EXERCISE OBJECTIVE = The required output is the exact text of the lines from the line containing "If you could pin the interior" through the final line below, inclusive, without pictures.

[Stored data]
○ ○ ○ ○ ○

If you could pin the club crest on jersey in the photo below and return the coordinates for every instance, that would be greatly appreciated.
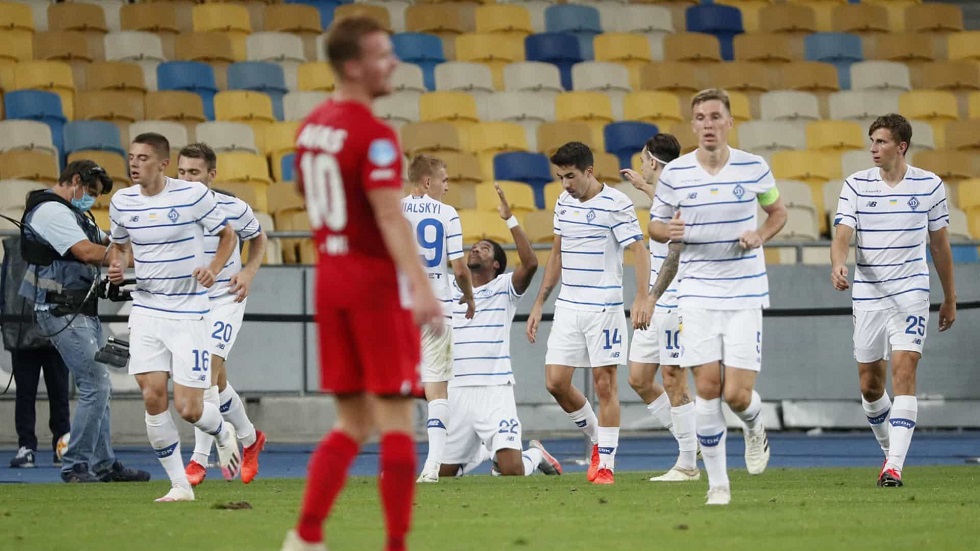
(382, 152)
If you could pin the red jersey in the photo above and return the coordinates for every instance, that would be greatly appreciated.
(342, 152)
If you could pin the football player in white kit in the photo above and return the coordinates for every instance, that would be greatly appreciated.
(439, 236)
(658, 346)
(198, 163)
(893, 209)
(160, 224)
(594, 223)
(710, 198)
(485, 422)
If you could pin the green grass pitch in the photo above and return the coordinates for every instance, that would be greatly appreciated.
(783, 509)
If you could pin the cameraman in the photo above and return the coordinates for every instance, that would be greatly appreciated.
(61, 244)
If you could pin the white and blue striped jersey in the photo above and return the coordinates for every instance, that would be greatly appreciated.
(439, 237)
(668, 300)
(167, 232)
(246, 226)
(593, 236)
(715, 272)
(481, 346)
(891, 227)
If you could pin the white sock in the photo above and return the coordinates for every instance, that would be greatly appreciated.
(751, 415)
(532, 458)
(711, 433)
(438, 433)
(202, 440)
(233, 411)
(608, 441)
(904, 412)
(660, 410)
(685, 432)
(877, 413)
(165, 441)
(586, 420)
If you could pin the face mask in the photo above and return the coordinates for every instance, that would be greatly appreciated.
(84, 203)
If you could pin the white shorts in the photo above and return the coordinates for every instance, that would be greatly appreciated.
(732, 336)
(481, 416)
(180, 347)
(587, 339)
(437, 355)
(224, 323)
(645, 346)
(878, 332)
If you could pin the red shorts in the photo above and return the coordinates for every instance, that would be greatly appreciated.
(374, 351)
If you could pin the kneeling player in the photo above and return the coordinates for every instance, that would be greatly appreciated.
(485, 419)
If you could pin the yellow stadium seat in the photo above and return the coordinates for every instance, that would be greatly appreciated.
(29, 164)
(659, 108)
(504, 19)
(240, 166)
(932, 106)
(16, 45)
(788, 18)
(480, 224)
(53, 76)
(834, 136)
(692, 48)
(377, 13)
(964, 45)
(768, 48)
(430, 137)
(230, 20)
(244, 106)
(631, 50)
(175, 105)
(493, 50)
(539, 225)
(520, 197)
(449, 107)
(283, 196)
(592, 108)
(315, 76)
(552, 135)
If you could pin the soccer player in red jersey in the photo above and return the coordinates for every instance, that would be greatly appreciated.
(371, 292)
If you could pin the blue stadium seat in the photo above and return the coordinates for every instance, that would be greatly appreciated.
(325, 7)
(839, 49)
(520, 166)
(190, 76)
(576, 19)
(424, 50)
(259, 76)
(625, 139)
(286, 165)
(559, 49)
(97, 135)
(41, 106)
(722, 21)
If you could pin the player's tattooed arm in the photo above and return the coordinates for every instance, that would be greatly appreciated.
(668, 270)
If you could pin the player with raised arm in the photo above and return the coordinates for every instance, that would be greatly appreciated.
(485, 422)
(708, 199)
(659, 345)
(439, 237)
(893, 209)
(198, 163)
(594, 223)
(371, 290)
(160, 223)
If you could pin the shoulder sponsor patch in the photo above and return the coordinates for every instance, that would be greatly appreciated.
(382, 152)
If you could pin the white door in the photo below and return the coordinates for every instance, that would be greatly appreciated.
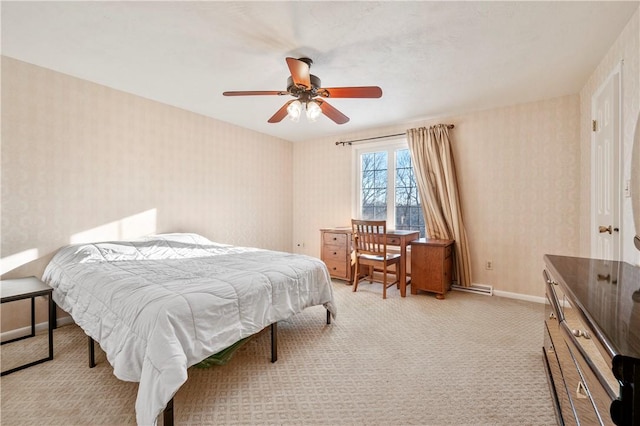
(605, 171)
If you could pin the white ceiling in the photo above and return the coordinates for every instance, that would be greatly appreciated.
(430, 58)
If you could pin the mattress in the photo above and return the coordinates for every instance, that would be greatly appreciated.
(163, 303)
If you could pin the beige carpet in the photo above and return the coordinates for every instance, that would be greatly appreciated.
(466, 360)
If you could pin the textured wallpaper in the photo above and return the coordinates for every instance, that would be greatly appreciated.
(625, 52)
(84, 162)
(519, 173)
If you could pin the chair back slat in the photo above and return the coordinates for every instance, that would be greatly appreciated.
(370, 236)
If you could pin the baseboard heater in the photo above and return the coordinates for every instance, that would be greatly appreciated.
(487, 290)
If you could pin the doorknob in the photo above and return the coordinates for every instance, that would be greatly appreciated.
(604, 229)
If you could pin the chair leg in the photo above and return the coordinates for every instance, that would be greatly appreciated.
(384, 283)
(356, 277)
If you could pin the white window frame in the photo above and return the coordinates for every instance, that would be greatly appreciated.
(390, 146)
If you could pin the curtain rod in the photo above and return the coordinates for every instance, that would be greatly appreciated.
(449, 126)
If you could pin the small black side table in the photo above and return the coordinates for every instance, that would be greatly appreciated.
(29, 288)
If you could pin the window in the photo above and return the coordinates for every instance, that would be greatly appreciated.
(387, 188)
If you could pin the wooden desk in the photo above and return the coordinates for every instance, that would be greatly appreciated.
(333, 245)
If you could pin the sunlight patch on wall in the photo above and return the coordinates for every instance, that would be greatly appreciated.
(15, 260)
(130, 227)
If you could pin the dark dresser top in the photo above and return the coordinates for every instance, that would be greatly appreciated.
(608, 294)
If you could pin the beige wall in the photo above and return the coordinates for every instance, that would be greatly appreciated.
(626, 48)
(83, 162)
(519, 171)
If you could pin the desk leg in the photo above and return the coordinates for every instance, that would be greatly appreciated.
(33, 317)
(403, 268)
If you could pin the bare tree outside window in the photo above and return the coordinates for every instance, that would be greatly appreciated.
(408, 210)
(374, 186)
(377, 191)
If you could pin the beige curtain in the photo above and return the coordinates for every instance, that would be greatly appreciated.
(435, 174)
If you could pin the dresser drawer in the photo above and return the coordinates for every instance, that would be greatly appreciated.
(337, 253)
(334, 239)
(337, 268)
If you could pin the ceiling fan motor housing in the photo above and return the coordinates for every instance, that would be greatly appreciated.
(298, 91)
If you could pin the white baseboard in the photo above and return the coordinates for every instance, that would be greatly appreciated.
(519, 296)
(488, 290)
(484, 289)
(24, 331)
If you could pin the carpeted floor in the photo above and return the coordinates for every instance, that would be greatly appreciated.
(467, 360)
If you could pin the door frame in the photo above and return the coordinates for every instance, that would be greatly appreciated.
(617, 70)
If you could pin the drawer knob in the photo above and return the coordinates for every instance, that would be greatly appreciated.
(581, 333)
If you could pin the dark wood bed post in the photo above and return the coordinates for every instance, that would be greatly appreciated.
(167, 414)
(274, 342)
(92, 353)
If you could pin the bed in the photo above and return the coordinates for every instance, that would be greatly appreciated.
(163, 303)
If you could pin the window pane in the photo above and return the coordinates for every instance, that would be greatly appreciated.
(374, 185)
(407, 201)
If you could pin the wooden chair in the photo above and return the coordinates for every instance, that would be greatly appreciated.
(370, 245)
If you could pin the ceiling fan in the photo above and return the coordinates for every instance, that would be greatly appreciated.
(308, 93)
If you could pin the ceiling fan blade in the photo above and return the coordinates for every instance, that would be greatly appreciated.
(299, 72)
(351, 92)
(280, 114)
(255, 93)
(331, 112)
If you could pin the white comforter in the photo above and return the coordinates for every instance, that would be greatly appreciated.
(164, 303)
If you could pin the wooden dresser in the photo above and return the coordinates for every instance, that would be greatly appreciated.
(336, 248)
(431, 266)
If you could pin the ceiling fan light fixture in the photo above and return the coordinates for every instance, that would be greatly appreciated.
(293, 110)
(313, 111)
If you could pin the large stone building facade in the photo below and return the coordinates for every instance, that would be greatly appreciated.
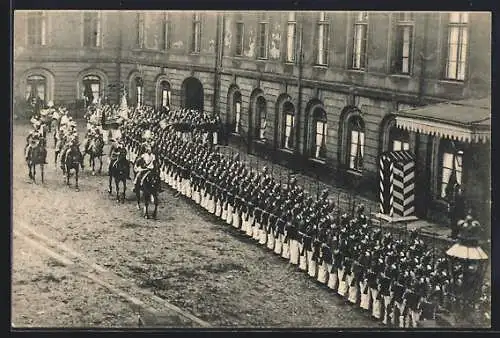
(319, 90)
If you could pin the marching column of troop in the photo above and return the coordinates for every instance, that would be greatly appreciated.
(400, 282)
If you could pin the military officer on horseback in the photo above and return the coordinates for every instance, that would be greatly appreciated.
(117, 149)
(71, 139)
(33, 140)
(148, 163)
(92, 133)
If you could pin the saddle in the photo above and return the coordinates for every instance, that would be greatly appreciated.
(144, 175)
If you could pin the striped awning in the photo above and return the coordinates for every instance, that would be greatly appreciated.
(399, 156)
(467, 121)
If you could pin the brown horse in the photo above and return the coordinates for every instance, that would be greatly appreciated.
(73, 160)
(95, 150)
(149, 184)
(36, 156)
(119, 170)
(58, 147)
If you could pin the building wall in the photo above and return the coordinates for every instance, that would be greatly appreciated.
(376, 91)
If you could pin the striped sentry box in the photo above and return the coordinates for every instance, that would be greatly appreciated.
(397, 183)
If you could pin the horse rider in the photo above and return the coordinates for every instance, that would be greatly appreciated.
(33, 140)
(65, 119)
(92, 133)
(149, 158)
(72, 139)
(117, 149)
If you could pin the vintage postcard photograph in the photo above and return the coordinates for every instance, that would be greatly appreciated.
(251, 169)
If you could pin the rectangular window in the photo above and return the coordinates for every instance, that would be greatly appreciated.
(322, 40)
(239, 39)
(40, 89)
(360, 41)
(140, 30)
(28, 91)
(291, 38)
(196, 38)
(95, 92)
(263, 40)
(288, 141)
(154, 25)
(398, 145)
(357, 150)
(263, 125)
(403, 44)
(165, 98)
(166, 32)
(139, 96)
(320, 146)
(451, 171)
(457, 46)
(91, 29)
(237, 117)
(37, 29)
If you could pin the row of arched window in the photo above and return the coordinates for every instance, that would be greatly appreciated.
(316, 138)
(448, 168)
(450, 153)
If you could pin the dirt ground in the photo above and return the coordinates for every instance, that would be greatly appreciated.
(187, 258)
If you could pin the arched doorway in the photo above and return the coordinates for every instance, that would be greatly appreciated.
(36, 88)
(92, 88)
(165, 94)
(192, 94)
(36, 92)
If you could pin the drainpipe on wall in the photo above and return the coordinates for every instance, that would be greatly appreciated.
(219, 47)
(299, 88)
(119, 56)
(423, 62)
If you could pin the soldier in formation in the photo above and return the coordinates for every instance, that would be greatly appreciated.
(400, 282)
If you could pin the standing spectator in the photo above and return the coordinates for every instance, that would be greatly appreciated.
(456, 209)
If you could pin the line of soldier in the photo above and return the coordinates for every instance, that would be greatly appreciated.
(399, 282)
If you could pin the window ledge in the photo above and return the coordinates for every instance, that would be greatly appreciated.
(355, 172)
(317, 160)
(451, 81)
(402, 76)
(352, 70)
(287, 151)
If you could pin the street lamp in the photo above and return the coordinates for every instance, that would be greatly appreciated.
(472, 257)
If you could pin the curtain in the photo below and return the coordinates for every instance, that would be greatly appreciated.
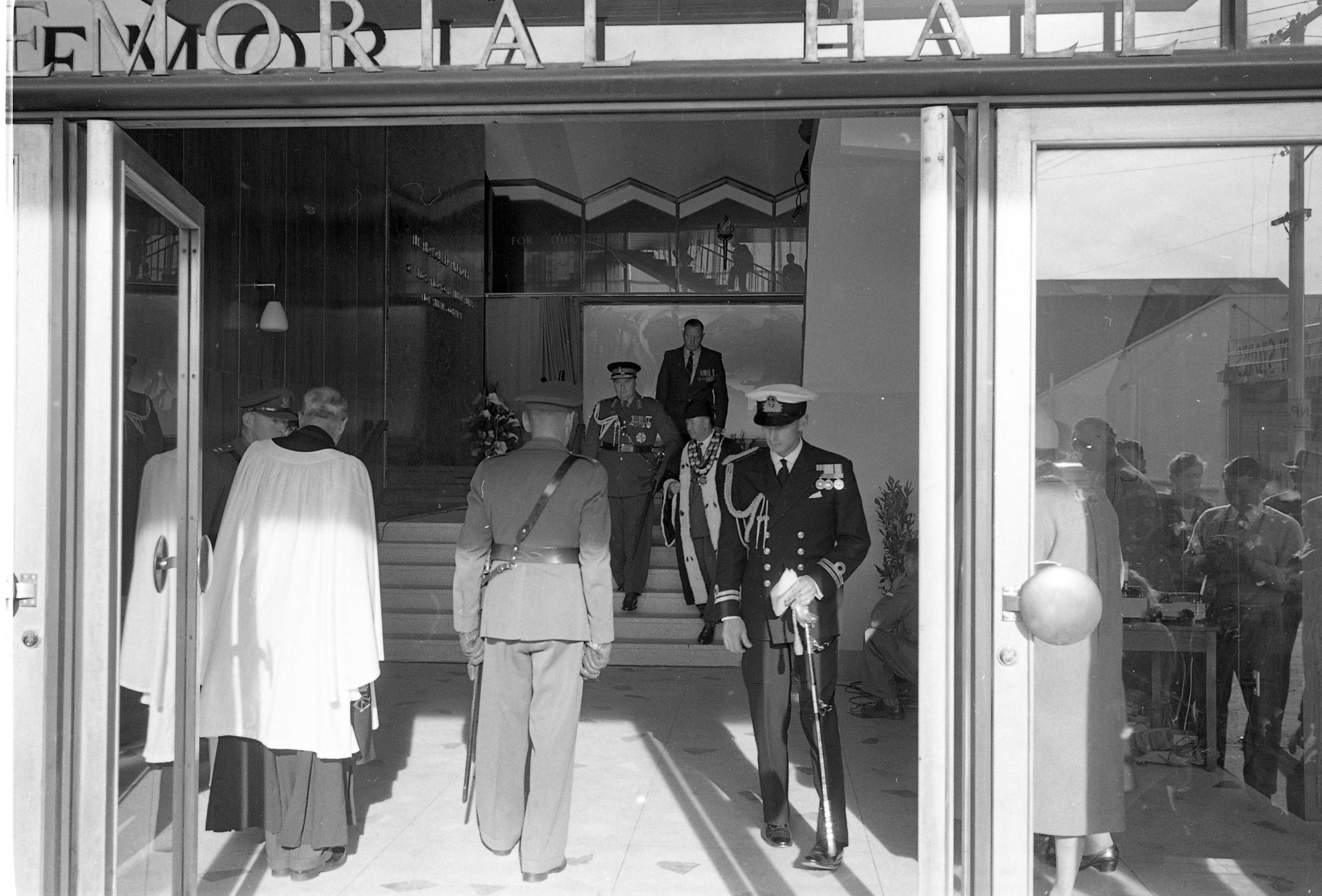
(558, 320)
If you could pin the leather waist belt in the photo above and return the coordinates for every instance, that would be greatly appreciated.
(626, 448)
(524, 554)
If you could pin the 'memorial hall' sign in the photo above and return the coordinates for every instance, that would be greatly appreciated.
(146, 47)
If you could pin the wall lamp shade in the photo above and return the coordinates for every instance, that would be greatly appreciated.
(273, 319)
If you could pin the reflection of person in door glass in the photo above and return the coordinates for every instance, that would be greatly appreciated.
(792, 277)
(1078, 694)
(1248, 553)
(1129, 492)
(143, 439)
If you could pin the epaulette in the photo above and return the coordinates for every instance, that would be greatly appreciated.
(742, 454)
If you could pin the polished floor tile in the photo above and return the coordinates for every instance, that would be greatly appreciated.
(667, 804)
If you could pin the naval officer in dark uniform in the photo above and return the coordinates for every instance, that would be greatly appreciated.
(634, 438)
(795, 508)
(266, 415)
(539, 621)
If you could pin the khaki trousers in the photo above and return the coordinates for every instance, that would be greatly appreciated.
(532, 693)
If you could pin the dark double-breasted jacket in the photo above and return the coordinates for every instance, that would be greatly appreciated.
(811, 528)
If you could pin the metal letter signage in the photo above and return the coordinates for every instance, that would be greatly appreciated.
(956, 33)
(213, 36)
(590, 60)
(27, 37)
(103, 24)
(523, 40)
(855, 25)
(346, 33)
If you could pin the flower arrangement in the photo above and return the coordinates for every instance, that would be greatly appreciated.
(897, 528)
(492, 429)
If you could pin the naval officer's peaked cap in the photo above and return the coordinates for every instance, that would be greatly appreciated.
(271, 402)
(781, 403)
(553, 395)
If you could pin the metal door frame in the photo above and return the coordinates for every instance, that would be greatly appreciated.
(115, 164)
(1020, 134)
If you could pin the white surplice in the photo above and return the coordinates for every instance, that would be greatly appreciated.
(291, 624)
(147, 643)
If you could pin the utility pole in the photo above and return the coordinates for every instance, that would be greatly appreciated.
(1301, 418)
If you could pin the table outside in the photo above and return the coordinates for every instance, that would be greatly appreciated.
(1158, 639)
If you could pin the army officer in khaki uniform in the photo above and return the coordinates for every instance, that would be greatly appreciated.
(634, 438)
(541, 624)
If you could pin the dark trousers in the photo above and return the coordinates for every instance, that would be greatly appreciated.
(886, 658)
(1292, 614)
(1248, 645)
(767, 670)
(631, 541)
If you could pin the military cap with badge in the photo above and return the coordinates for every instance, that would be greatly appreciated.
(273, 402)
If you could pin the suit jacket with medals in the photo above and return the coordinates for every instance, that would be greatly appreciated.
(675, 388)
(816, 532)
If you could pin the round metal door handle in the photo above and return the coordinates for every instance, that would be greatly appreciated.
(204, 565)
(162, 563)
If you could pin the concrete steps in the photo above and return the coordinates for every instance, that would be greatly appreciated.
(418, 571)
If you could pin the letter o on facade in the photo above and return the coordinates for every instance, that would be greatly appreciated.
(213, 36)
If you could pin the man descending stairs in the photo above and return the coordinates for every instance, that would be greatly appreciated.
(418, 569)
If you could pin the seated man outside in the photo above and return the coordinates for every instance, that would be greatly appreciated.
(892, 643)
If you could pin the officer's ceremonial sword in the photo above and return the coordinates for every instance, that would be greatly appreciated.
(811, 648)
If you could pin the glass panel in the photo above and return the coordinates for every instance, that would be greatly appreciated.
(1094, 25)
(1272, 23)
(1176, 463)
(151, 508)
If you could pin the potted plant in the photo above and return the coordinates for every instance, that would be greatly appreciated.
(897, 528)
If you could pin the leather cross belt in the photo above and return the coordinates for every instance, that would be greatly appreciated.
(627, 448)
(525, 554)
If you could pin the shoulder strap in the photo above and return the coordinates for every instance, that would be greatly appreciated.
(547, 496)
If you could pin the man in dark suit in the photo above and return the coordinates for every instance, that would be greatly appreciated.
(790, 508)
(689, 373)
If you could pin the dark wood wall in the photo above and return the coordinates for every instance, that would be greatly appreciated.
(310, 210)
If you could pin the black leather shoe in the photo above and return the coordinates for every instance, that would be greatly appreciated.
(339, 855)
(536, 878)
(881, 710)
(819, 859)
(1106, 862)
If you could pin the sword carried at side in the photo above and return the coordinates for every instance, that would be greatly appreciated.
(803, 625)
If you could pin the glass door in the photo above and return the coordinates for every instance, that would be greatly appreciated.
(1157, 501)
(141, 555)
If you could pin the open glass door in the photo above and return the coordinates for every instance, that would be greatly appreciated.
(1158, 294)
(142, 562)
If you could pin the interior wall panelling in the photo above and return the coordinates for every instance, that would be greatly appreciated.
(306, 259)
(262, 240)
(435, 352)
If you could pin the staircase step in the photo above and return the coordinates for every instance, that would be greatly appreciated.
(629, 627)
(420, 532)
(417, 553)
(640, 653)
(417, 575)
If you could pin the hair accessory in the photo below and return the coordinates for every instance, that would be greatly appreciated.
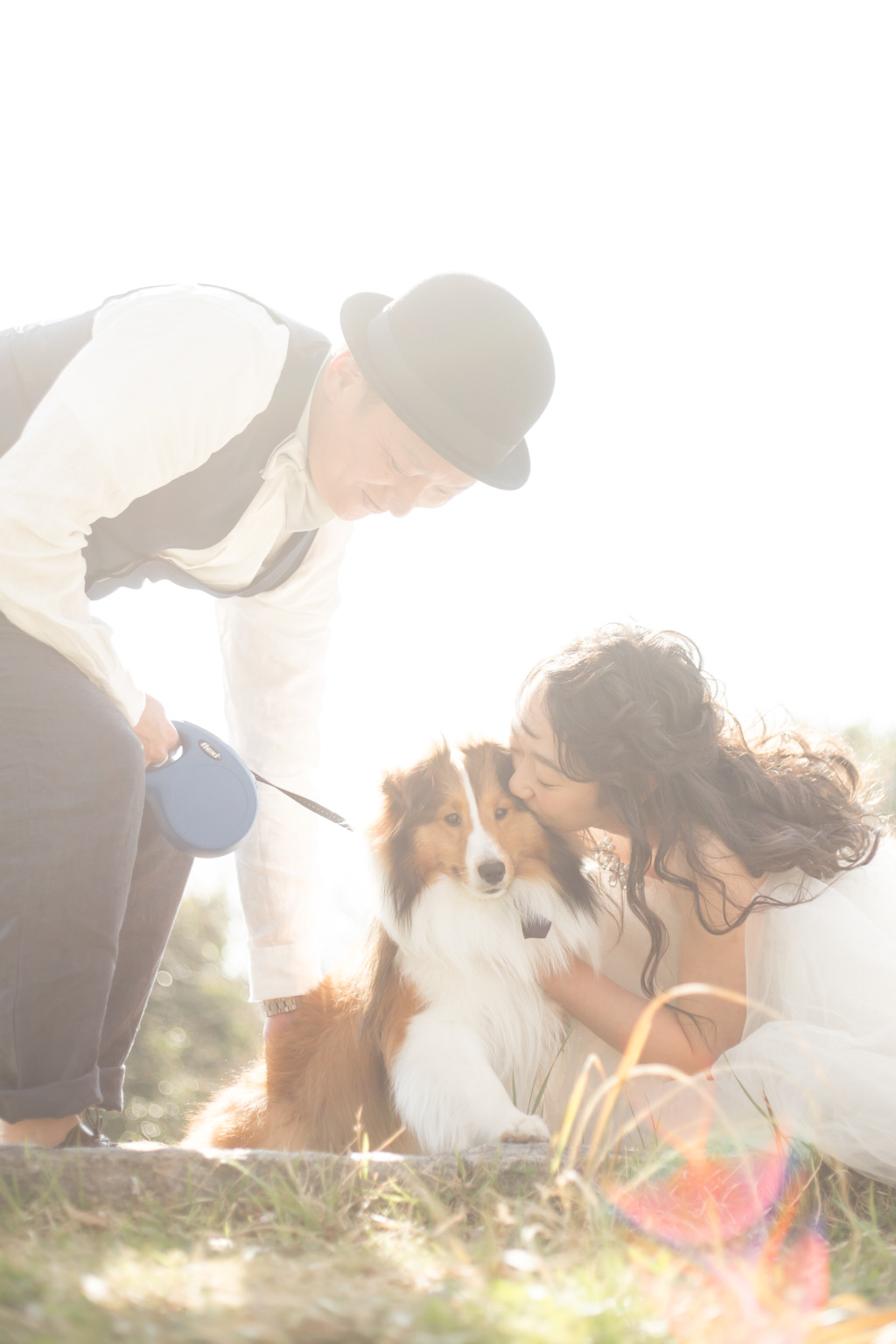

○ ○ ○ ○ ○

RESULT FOR THIS TASK =
If you could pin the interior wall panelling in the photo above and return the coordinates for every instance, that would be greatly appreciated.
(306, 259)
(262, 240)
(435, 352)
If you could pin the staircase step in the photo above and return the coordinates for every instance, that would be greatly appreciated.
(629, 627)
(420, 532)
(417, 553)
(640, 653)
(417, 575)
If you could pin the hair accessory in the photo below and return the coordinates for every instance, that would be greatly appreciated.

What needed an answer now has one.